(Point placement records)
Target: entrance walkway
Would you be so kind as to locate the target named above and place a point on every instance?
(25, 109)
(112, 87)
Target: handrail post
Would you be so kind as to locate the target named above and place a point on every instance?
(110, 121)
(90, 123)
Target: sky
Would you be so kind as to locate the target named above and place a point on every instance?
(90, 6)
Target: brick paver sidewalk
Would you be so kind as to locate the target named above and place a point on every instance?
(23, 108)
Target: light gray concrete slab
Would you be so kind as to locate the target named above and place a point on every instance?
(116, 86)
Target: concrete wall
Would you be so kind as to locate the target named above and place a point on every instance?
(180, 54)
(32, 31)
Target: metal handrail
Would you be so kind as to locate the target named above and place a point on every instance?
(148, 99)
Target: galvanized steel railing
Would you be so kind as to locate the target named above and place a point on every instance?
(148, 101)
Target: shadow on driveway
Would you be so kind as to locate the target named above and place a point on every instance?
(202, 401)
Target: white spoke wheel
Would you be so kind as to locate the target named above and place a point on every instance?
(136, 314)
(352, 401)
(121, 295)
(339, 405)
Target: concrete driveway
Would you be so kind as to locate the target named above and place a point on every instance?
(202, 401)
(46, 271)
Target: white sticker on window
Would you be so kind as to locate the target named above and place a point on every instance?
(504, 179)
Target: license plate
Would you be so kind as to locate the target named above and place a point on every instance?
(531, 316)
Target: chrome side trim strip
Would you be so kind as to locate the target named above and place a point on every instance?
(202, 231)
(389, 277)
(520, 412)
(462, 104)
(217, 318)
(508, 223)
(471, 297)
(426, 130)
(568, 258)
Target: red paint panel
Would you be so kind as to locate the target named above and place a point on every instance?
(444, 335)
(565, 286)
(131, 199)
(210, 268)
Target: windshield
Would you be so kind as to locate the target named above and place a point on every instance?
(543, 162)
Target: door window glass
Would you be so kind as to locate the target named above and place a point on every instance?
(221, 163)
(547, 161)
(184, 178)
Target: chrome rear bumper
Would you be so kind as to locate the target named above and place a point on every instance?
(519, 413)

Aim of the exercise: Rewrite the listing from the line containing "Target: white sticker on window" through the end, inclusive, changing every "chrome" to "polished metal" and keeping everything else the same.

Output of the exercise:
Target: white sticker on window
Would you be so kind as to locate the target named above and place a point on every instance?
(504, 179)
Target: license plate
Would you be so kind as to locate the target named above and place a point on every instance?
(531, 316)
Target: polished metal side trim strip
Would you be so kind as to locate the target named above and place a point on every instance?
(202, 231)
(389, 277)
(520, 412)
(462, 104)
(217, 318)
(508, 223)
(471, 297)
(426, 130)
(568, 258)
Target: red paint panel
Would you be so kind as to locate the target named above and place a point on every instance?
(444, 335)
(565, 286)
(131, 199)
(210, 268)
Target: windshield
Would you be so kind as to locate the target named above and place a point on every instance?
(543, 162)
Target: door window glass
Would you be so kind as to locate the target named above and place a point on every instance?
(221, 163)
(547, 161)
(184, 178)
Target: polished metal rear bumper
Would you be so kind as to locate the target named above and place a point on every instance?
(519, 413)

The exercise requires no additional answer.